- **Vorgegebener Textauszug**:
****
Claus J. Riedel und seine vergessene Leidenschaft. Der Design- und Glaspionier konnte sich mit seiner Hingabe in weit mehr als nur der Glasindustrie einen Namen machen. Foto: Riedel

Claus J. Riedel ist den meisten als Erfinder des modernen Wein­glases bekannt. Neben seiner Beru­fung für Design und Glas besaß er jedoch eine Leiden­schaft, wie weit weg von der feinen Welt des Weines war. Ruß und Benzin waren seine tägli­chen Begleiter, Kettenöl und Schraub­schlüssel lagen immer griff­be­reit: Claus J. Riedel war leiden­schaft­li­cher Motor­rad­renn­fahrer. Ein Auszug aus seinen Rennerfolgen in den 50ern.

Zwölf Stunden im Sattel

Die Katsch­berg­prü­fung war eine der gefürch­tetsten Stellen der öster­rei­chi­schen Alpen­rund­fahrt. Foto: Riedel

Am 7. Mai 1950 star­teten in Salz­burg die Motor­räder, Touren- und Sport­wagen aus ganz Öster­reich zu einer der schwersten und sicher­lich der längsten Motor­sport­ver­an­stal­tung dieser Zeit: Die tradi­tio­nelle ,,Zwölf-Stunden-Fahrt". Inner­halb von 12 Stunden galt es, eine möglichst große Anzahl von Kilo­me­tern zurück­zu­legen. Der beson­dere Kniff: Genau nach 12 Stunden hatte der Fahrer wieder in Salz­burg einzu­treffen. Eine Über­schrei­tung der Zeit um mehr als nur 30 Sekunden bedeu­tete das Ausscheiden aus der Wertung.

Nach 740 Kilo­me­tern im Renn­tempo konnte Ing. Caus Riedel mit seiner Puch 250 Gold abstauben. Die Leis­tung von Claus Riedel bei dem nerven­zeh­renden Rennen wurde beson­ders gelobt, da er sich gegen die scharfe Konkur­renz der 250er-Klasse mit einem sehr sicheren Fahr­stil behaupten konnte. ,,Von diesem jungen Talent ist noch mancher Sieg zu erwarten", lauteten damals die Lobes­zeilen.
****
- **Angezeigte Liste**:
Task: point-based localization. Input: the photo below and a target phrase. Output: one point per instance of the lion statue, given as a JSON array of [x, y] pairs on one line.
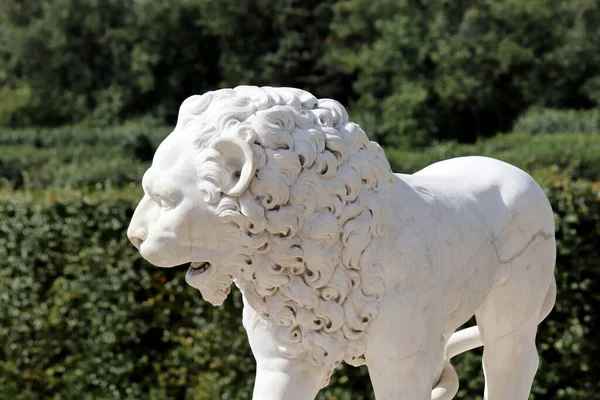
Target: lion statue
[[338, 258]]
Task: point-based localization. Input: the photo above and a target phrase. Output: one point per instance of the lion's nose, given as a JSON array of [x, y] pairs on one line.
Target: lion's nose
[[137, 237]]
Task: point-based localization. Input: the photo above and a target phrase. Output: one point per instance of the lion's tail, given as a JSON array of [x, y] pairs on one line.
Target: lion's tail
[[468, 339]]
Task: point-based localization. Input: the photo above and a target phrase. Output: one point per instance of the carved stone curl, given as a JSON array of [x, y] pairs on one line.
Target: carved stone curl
[[340, 259]]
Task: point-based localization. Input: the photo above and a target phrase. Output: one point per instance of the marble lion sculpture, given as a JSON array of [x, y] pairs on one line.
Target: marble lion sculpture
[[338, 258]]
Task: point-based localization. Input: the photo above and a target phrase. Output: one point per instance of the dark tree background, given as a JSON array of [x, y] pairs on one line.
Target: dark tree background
[[89, 88]]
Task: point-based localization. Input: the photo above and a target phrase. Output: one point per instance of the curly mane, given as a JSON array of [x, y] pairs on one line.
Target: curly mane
[[308, 223]]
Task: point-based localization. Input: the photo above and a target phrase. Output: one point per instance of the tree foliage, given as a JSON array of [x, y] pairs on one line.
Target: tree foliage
[[107, 60], [464, 69], [83, 316]]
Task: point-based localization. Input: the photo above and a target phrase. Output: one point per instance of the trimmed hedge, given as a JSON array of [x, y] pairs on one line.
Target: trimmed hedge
[[546, 121], [83, 316]]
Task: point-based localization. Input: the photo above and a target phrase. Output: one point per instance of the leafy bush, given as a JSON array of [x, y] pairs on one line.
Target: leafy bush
[[576, 153], [544, 121], [77, 156], [83, 316]]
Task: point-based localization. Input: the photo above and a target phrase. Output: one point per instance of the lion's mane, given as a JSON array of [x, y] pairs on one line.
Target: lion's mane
[[310, 219]]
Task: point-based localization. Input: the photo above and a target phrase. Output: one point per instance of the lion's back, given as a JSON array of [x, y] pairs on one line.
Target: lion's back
[[497, 189]]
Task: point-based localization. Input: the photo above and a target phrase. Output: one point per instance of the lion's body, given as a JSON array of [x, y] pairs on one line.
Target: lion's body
[[338, 259]]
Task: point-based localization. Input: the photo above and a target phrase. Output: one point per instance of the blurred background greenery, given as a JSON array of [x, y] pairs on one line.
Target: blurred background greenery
[[89, 88]]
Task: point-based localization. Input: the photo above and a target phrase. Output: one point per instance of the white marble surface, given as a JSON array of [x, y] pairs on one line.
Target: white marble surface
[[340, 259]]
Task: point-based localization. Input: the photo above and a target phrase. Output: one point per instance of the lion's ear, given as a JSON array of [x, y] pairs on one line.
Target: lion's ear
[[240, 163]]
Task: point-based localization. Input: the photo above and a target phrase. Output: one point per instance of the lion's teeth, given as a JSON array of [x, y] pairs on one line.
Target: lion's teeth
[[200, 267]]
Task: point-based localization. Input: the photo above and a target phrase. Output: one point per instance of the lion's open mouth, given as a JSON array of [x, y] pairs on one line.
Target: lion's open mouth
[[198, 267]]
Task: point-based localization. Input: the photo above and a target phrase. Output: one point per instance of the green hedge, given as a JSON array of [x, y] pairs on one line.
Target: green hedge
[[578, 154], [77, 156], [82, 316], [548, 121]]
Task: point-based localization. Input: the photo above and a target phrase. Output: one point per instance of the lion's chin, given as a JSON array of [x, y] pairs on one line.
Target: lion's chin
[[214, 286]]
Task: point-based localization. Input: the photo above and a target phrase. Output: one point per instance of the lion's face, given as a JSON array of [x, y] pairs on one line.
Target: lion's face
[[173, 223]]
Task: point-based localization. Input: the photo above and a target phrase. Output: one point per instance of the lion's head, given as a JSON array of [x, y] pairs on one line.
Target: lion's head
[[277, 191]]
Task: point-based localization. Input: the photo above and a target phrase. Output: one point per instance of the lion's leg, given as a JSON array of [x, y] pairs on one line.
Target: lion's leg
[[283, 379], [508, 321], [279, 377], [398, 376], [406, 348]]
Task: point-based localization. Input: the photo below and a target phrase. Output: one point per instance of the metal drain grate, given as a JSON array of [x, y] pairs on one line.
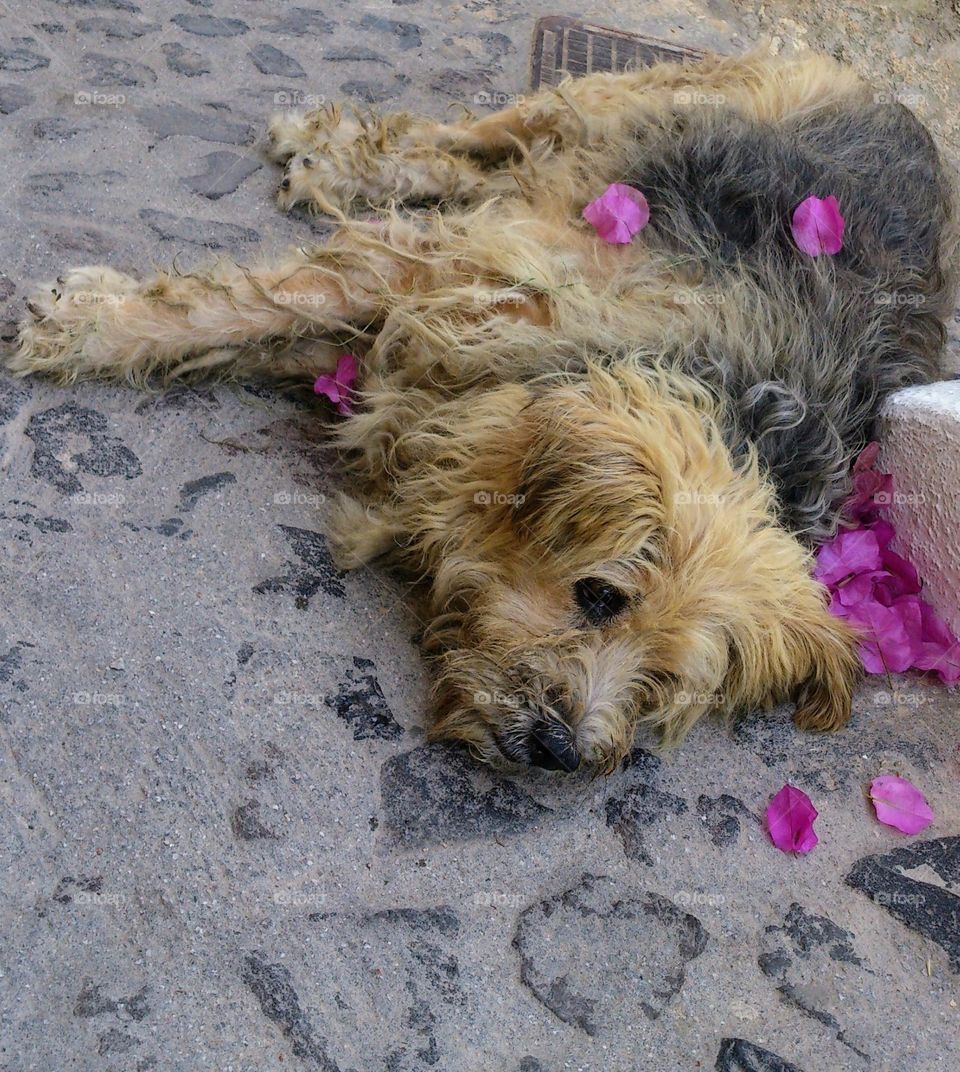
****
- **Aufgabe 1**: Welche Dinge nennt der Textauszug als Riedels tägliche Begleiter oder als stets griffbereit?
- **Aufgabe 2**: Welche Zeitüberschreitung bedeutete laut Textauszug bei der „Zwölf-Stunden-Fahrt“ das Ausscheiden aus der Wertung?
Die Liste ist hierfür ohne Bedeutung.

- **Vollständige Antwort 1**: Ruß, Benzin, Kettenöl und Schraubschlüssel.

- **Vollständige Antwort 2**: Eine Überschreitung der Zeit um mehr als 30 Sekunden.